TO DO: Copy out each of the lines below word for word, but leave out the pictures.

[START OF INPUT FOR THIS TASK]

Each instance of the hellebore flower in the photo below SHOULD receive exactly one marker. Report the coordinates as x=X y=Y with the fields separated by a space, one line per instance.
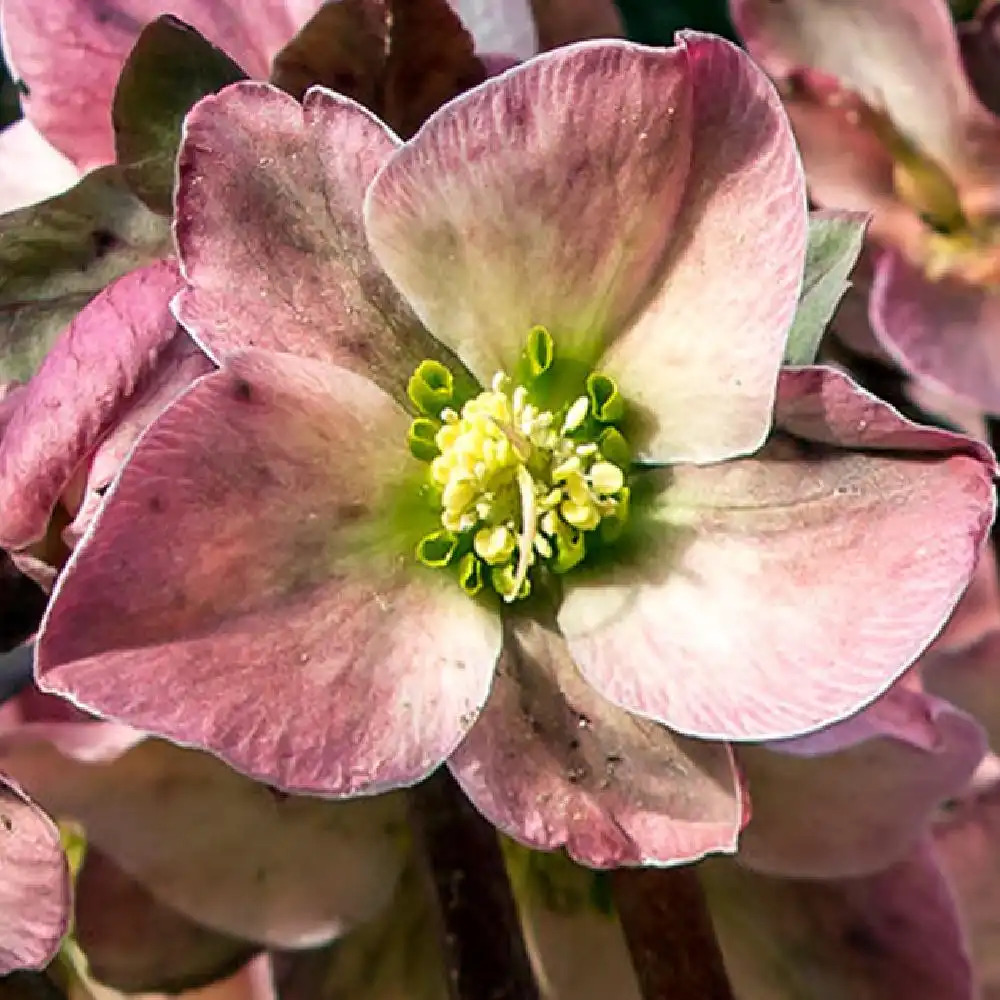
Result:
x=888 y=121
x=189 y=867
x=472 y=482
x=896 y=933
x=65 y=433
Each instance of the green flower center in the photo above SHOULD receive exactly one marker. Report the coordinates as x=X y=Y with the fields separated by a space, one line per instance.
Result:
x=527 y=475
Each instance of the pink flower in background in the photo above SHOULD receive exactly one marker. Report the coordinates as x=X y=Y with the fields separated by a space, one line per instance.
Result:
x=35 y=894
x=637 y=543
x=888 y=121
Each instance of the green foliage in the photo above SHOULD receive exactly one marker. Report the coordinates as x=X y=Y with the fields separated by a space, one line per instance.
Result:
x=655 y=21
x=57 y=255
x=169 y=69
x=835 y=240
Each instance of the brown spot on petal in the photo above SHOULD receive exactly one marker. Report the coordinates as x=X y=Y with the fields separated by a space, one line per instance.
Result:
x=242 y=390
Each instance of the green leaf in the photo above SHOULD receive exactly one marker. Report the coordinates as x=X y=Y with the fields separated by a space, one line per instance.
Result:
x=170 y=68
x=655 y=21
x=57 y=255
x=835 y=240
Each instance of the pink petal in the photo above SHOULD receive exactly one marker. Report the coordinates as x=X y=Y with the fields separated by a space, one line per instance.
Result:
x=69 y=53
x=34 y=890
x=270 y=234
x=702 y=357
x=557 y=245
x=970 y=677
x=966 y=839
x=893 y=934
x=942 y=332
x=223 y=851
x=499 y=215
x=551 y=763
x=31 y=169
x=178 y=365
x=85 y=382
x=781 y=593
x=977 y=613
x=285 y=627
x=899 y=55
x=854 y=798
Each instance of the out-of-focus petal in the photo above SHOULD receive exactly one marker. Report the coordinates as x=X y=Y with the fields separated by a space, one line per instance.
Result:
x=899 y=55
x=942 y=332
x=34 y=890
x=136 y=944
x=893 y=934
x=854 y=798
x=30 y=169
x=222 y=850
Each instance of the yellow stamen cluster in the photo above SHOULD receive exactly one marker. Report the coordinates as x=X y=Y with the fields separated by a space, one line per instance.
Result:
x=520 y=485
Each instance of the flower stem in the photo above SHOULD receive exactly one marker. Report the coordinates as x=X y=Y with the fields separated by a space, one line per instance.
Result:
x=669 y=934
x=484 y=949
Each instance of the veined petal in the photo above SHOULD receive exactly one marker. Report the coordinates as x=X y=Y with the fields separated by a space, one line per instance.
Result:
x=84 y=384
x=70 y=54
x=943 y=333
x=270 y=236
x=285 y=625
x=552 y=764
x=700 y=360
x=546 y=196
x=852 y=799
x=35 y=891
x=777 y=594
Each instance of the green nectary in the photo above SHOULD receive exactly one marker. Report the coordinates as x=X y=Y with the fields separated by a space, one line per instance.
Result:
x=524 y=481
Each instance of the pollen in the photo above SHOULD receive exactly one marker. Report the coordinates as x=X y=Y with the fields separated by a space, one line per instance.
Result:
x=523 y=485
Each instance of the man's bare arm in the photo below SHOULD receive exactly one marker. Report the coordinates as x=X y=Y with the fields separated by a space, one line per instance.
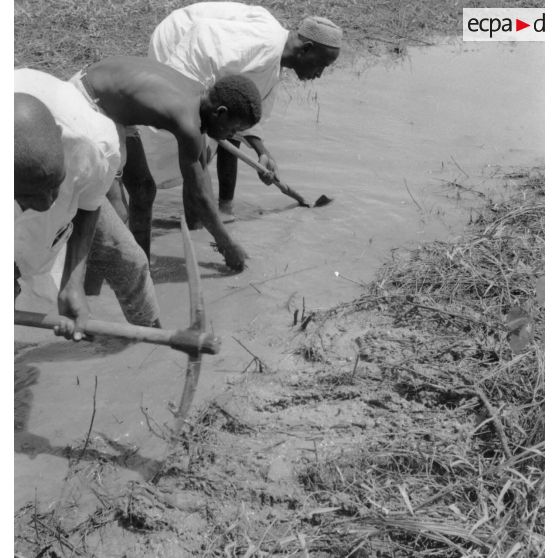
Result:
x=71 y=298
x=265 y=159
x=197 y=193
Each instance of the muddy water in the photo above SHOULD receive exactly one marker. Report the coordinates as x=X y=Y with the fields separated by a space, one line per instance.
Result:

[END OF INPUT FOR THIS TASK]

THE COMPLETED TASK:
Each instance of the hellebore flower in the photo below SHOULD receive exactly one marker. Report the coordinates as x=X y=Y with the fields separated by a space, one line per instance.
Result:
x=888 y=121
x=189 y=867
x=472 y=482
x=896 y=933
x=65 y=433
Each instance of the green flower center in the photo above SHOULD receive exactly one marker. Report the coordinates as x=X y=Y with the fields separated by a space, one line per instance.
Result:
x=527 y=475
Each instance of the pink flower in background in the photo above SHOULD receive exactly one marker. Report the coordinates as x=X y=Y with the fields separated by a space, one line per instance.
Result:
x=35 y=894
x=637 y=543
x=888 y=121
Each instance of the green foliage in the photo above SHOULD receive exactly one marker. Report the coordinates as x=X y=Y with the fields separated by a space, one line per instance.
Result:
x=655 y=21
x=57 y=255
x=169 y=69
x=835 y=240
Each instance of the brown spot on petal in the photo above SHOULD receive exactly one marker. Report the coordinates as x=X y=Y with the fields separated by a space, one line per instance.
Result:
x=242 y=390
Each instance of the green leaf in the photo above SHOULD receive exactly one marker. Report the coordinates as x=X y=Y with the fields separated by a space, one line per instance.
Result:
x=170 y=68
x=655 y=21
x=57 y=255
x=835 y=240
Each instance of the pink petal in the photo above SHOULD receive exactly one marker. Report the coordinates as x=X y=Y with the fields separated by a space, one line per instance.
Result:
x=69 y=53
x=34 y=890
x=270 y=234
x=702 y=357
x=557 y=245
x=970 y=677
x=966 y=839
x=893 y=934
x=942 y=332
x=223 y=851
x=499 y=215
x=551 y=763
x=31 y=169
x=178 y=365
x=85 y=382
x=781 y=593
x=977 y=613
x=285 y=627
x=899 y=55
x=854 y=798
Each instance of the out-of-focus petal in the photo above SHOULD receive exactly one marker. Report the coordinates as x=X y=Y with the fields separated by a space, one line per instance.
Result:
x=899 y=55
x=942 y=332
x=34 y=890
x=136 y=944
x=893 y=934
x=854 y=798
x=30 y=169
x=222 y=850
Each instance of the yellow stamen cluster in the photo above SHOULD receive exactly one marker. Report the coordinates as x=X y=Y with the fields separated by a space, one line per instance.
Result:
x=520 y=485
Each instance of the flower stem in the photo above SHOULD receive exactly one marker. Report the coordinates as x=X y=Y with the fields separated by a space, one line per instance.
Result:
x=669 y=934
x=484 y=949
Each instance of the veined petal in the photo above SHOULD receive exactly one marker. Report the coordinates as x=X y=Y with the fields separated by a space, one line per instance.
Result:
x=84 y=384
x=70 y=54
x=943 y=333
x=270 y=236
x=285 y=625
x=552 y=764
x=700 y=360
x=546 y=196
x=852 y=799
x=35 y=891
x=777 y=594
Each instance of the green nectary in the photo above SHOULD receive exactly one marker. Report the coordinates as x=X y=Y with the fields separated by a space, one line per instance.
Result:
x=524 y=481
Each instance of the pollen in the photo above SHOULD receive exactly one marker. Report the coordinates as x=X y=Y with the fields separated by a space, one line per instance.
Result:
x=523 y=485
Each instance of the man's bare arm in the photo below SHOULD receive exactly one marker. Report the coordinates as x=X y=Y with the fields separated by a space, one line per instance.
Result:
x=71 y=298
x=265 y=159
x=197 y=193
Each instance of the muddy water in the photo above SHOULD receive exactly one marker. Report the coordinates as x=X y=Y with the fields separated by a space, one line per instance.
Result:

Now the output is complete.